● **To be done**
- 1) Using the Saudi war excerpt, explain why the war in Syria dragged on instead of Assad being toppled in a few months, as the Saudis had calculated.
- 2) Reproduce the part of the Saudi war excerpt starting at "As the Saudis" and ending at "a few months.".

● **Source extract**
As the Saudis are finding out, war is a very expensive business, a burden the Saudis could meet under normal circumstances, but not when the price the Kingdom’s only commodity, oil, is plummeting.

 

Nor is Yemen the only war that the Saudis are involved with. Riyadh, along with other Gulf monarchies, including Qatar and the United Arab Emirates, are underwriting many of the groups trying to overthrow Syria’s Bashar al-Assad. When anti-government demonstrations broke out in 2011, the Saudis—along with the Americans and the Turks—calculated that Assad could be toppled in a few months.

 

But that was magical thinking. As bad as Assad is, a lot of Syrians, particularly minorities like Shiites, Christians, and Druze, were far more afraid of the Islamists from al-Qaeda and the IS then they were of their own government. So the war has dragged on for four years and has now killed close to 250,000 people.

 

Once again, the Saudis miscalculated, though in this case they were hardly alone. The Syrian government turned out to be more resilient that it appeared. And Riyadh’s bottom line that Assad had to go just ended up bringing Iran and Russia into the picture, checkmating any direct intervention by the anti-Assad coalition. Any attempt to establish a no-fly zone will have to confront the Russian air force, not something that anyone other than U.S. presidential aspirants are eager to do.

 

The war has also generated a flood of refugees, deeply alarming the European Union, which finally seems to be listening to Moscow’s point about the consequences of overthrowing governments without a plan as to who takes over. There is nothing like millions of refugees headed in your direction to cause some serious re-thinking of strategic goals.

● **Record excerpts**
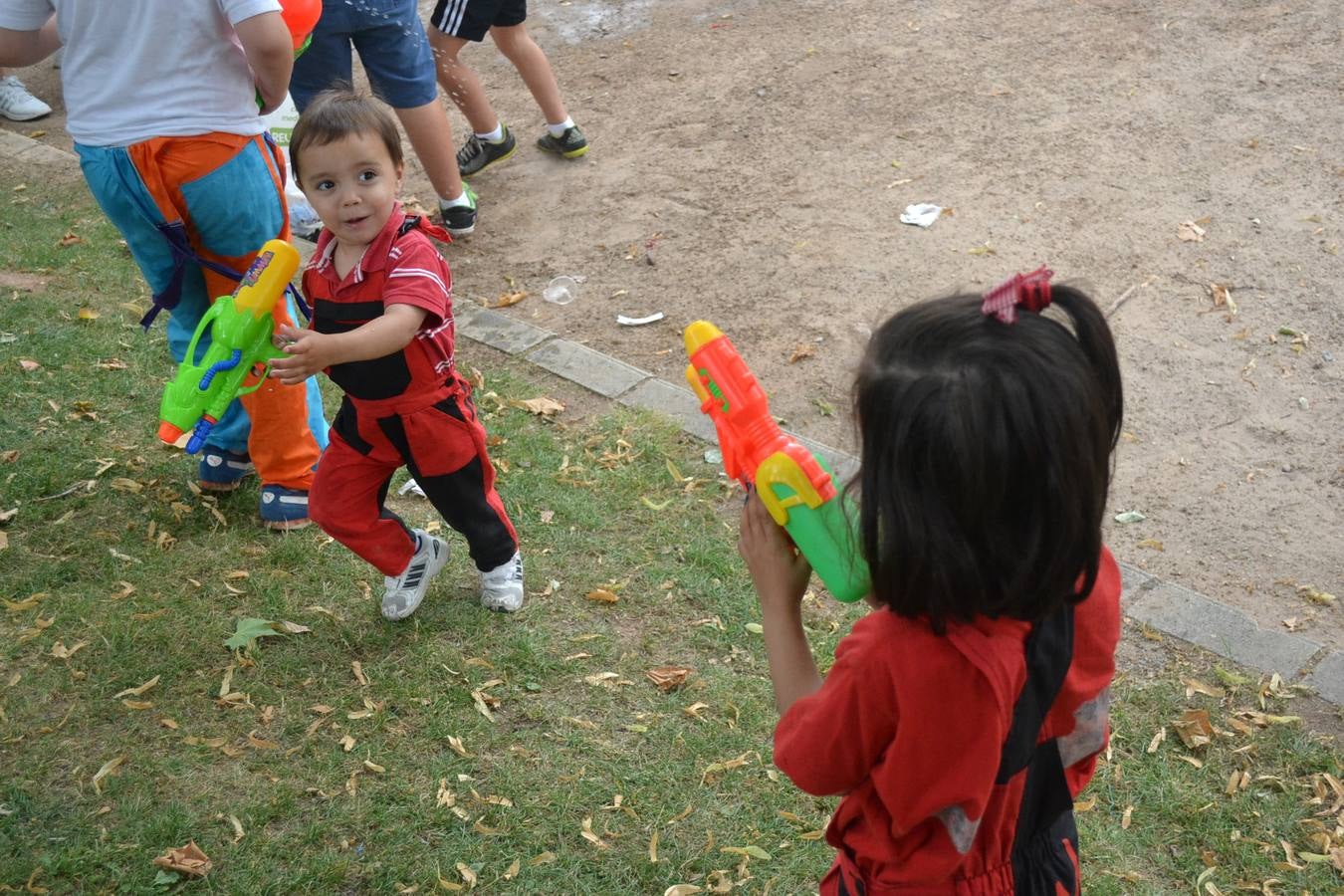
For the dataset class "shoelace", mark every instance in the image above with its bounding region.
[457,134,485,164]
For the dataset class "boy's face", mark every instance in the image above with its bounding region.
[300,134,402,247]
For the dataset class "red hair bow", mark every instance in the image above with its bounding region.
[980,265,1055,324]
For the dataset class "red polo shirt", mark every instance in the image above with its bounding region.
[303,204,453,400]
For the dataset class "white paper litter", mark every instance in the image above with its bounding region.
[615,312,664,327]
[901,203,942,227]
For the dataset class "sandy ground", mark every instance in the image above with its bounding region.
[7,0,1344,647]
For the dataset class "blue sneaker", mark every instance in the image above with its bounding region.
[197,445,257,492]
[261,485,312,531]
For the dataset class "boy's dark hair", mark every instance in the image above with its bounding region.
[289,88,402,184]
[851,286,1124,634]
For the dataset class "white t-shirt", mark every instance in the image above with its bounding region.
[0,0,280,146]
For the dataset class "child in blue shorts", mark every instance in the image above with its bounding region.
[429,0,587,177]
[289,0,477,236]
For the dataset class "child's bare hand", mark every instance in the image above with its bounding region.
[738,491,811,612]
[270,324,335,385]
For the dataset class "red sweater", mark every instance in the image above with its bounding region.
[775,550,1120,896]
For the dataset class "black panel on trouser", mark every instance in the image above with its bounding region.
[327,349,411,401]
[998,606,1078,896]
[995,606,1074,784]
[377,399,518,569]
[1012,740,1078,896]
[332,397,376,456]
[838,872,867,896]
[314,299,387,326]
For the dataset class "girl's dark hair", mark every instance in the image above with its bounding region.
[289,88,402,184]
[851,286,1124,634]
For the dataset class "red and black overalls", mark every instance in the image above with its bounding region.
[304,211,518,576]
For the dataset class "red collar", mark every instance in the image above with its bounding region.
[308,203,406,284]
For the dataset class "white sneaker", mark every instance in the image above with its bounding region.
[481,551,523,612]
[383,530,448,622]
[0,76,51,120]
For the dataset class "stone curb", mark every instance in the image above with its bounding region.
[0,130,1344,705]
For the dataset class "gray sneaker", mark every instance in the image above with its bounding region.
[383,530,448,622]
[481,551,523,612]
[457,122,518,177]
[0,76,51,120]
[537,124,587,158]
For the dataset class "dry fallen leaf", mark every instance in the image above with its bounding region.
[510,397,564,416]
[644,666,691,693]
[1183,678,1228,697]
[1171,709,1214,750]
[579,815,610,849]
[485,289,527,308]
[788,342,817,364]
[154,839,214,877]
[93,757,126,793]
[51,641,89,660]
[1176,220,1205,243]
[112,676,160,700]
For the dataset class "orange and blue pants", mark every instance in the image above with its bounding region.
[76,133,327,491]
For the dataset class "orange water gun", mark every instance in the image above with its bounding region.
[683,321,871,603]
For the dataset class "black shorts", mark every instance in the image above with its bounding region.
[429,0,527,43]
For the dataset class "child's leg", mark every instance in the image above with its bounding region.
[76,143,249,467]
[169,138,327,497]
[395,97,464,200]
[429,28,500,135]
[390,391,518,572]
[308,410,415,576]
[343,0,462,206]
[289,3,357,112]
[491,24,569,124]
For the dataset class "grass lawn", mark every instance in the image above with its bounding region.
[0,173,1344,896]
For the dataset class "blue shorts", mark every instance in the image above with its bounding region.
[289,0,438,112]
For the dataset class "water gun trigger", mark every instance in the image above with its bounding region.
[756,451,822,526]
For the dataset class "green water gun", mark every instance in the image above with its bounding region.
[683,321,872,603]
[158,239,299,454]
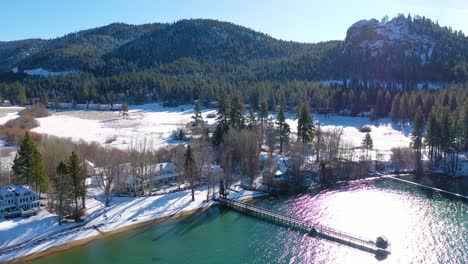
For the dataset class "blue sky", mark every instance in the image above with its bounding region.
[0,0,468,42]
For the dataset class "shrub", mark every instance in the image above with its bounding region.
[20,103,50,118]
[359,126,372,133]
[206,113,216,118]
[4,111,39,130]
[105,135,117,144]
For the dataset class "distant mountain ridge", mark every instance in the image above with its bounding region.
[0,15,468,82]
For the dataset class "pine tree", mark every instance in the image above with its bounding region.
[361,133,374,156]
[213,94,230,146]
[460,100,468,151]
[247,106,257,129]
[120,103,128,118]
[12,132,35,185]
[31,147,49,193]
[258,100,268,140]
[192,101,204,134]
[229,93,245,129]
[54,161,71,225]
[390,94,401,123]
[359,91,367,112]
[424,111,439,159]
[184,145,196,201]
[276,107,291,153]
[411,107,424,172]
[67,151,85,213]
[297,103,315,143]
[192,101,203,126]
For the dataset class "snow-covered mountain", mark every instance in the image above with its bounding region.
[345,16,436,64]
[342,15,468,80]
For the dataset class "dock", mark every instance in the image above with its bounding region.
[216,197,391,257]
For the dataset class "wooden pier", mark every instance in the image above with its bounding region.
[216,197,390,258]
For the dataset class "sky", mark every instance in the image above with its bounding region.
[0,0,468,42]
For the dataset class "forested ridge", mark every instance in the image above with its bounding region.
[0,15,468,118]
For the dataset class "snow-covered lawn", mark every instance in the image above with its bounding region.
[33,103,216,149]
[0,187,265,262]
[286,114,411,160]
[0,106,24,125]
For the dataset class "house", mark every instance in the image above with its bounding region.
[82,160,96,176]
[115,162,179,193]
[125,175,148,193]
[153,162,179,186]
[0,184,40,218]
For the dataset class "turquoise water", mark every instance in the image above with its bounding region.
[32,179,468,264]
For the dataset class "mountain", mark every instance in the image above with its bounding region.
[0,15,468,83]
[342,15,468,81]
[0,23,162,71]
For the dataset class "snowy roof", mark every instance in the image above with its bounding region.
[153,172,178,181]
[84,160,96,168]
[156,162,176,171]
[0,184,35,196]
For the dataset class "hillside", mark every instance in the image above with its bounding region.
[0,15,468,82]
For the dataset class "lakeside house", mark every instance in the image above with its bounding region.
[117,162,179,193]
[47,102,122,111]
[0,184,40,218]
[153,162,179,186]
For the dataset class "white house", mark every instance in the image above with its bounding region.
[0,184,40,217]
[153,162,179,185]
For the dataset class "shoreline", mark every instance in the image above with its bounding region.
[4,193,268,263]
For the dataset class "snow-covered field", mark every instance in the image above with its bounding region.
[0,106,24,125]
[0,187,265,262]
[33,103,216,149]
[0,103,411,160]
[286,114,411,160]
[11,103,411,159]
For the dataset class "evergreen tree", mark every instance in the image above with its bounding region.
[424,111,439,159]
[276,107,291,153]
[67,151,85,214]
[460,100,468,151]
[120,103,128,118]
[411,107,424,172]
[359,91,367,112]
[229,93,245,129]
[192,101,204,134]
[54,161,71,225]
[184,145,196,201]
[297,103,315,143]
[247,106,257,129]
[31,147,49,193]
[258,100,268,140]
[361,133,374,156]
[213,93,229,146]
[390,94,401,123]
[12,132,36,185]
[192,101,203,126]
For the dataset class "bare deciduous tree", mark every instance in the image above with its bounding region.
[96,149,127,207]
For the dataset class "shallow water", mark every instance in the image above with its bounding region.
[32,179,468,264]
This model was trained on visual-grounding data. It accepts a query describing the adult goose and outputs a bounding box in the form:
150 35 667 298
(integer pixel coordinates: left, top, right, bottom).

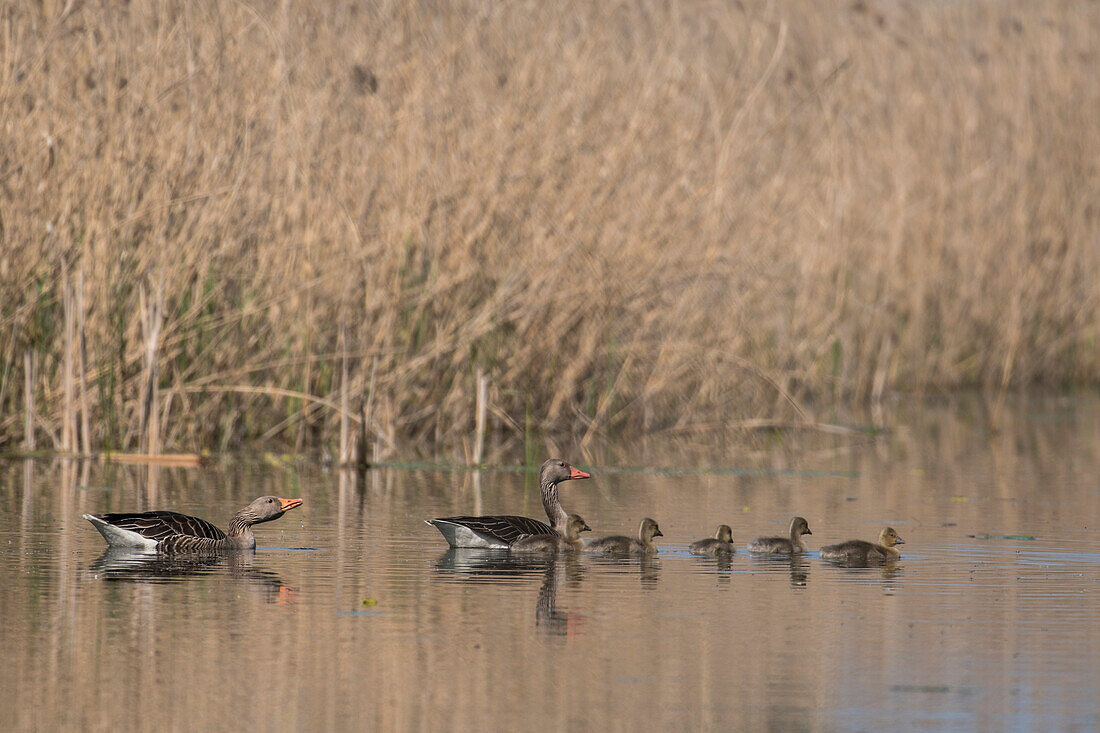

● **Responses to the exercise**
- 1) Many Syrians, particularly minorities such as Shiites, Christians, and Druze, were far more afraid of the Islamists from al-Qaeda and the IS than of their own government. The Syrian government also proved more resilient than it appeared, so the war has lasted four years and killed close to 250,000 people.

- 2)
As the Saudis are finding out, war is a very expensive business, a burden the Saudis could meet under normal circumstances, but not when the price the Kingdom’s only commodity, oil, is plummeting.

 

Nor is Yemen the only war that the Saudis are involved with. Riyadh, along with other Gulf monarchies, including Qatar and the United Arab Emirates, are underwriting many of the groups trying to overthrow Syria’s Bashar al-Assad. When anti-government demonstrations broke out in 2011, the Saudis—along with the Americans and the Turks—calculated that Assad could be toppled in a few months.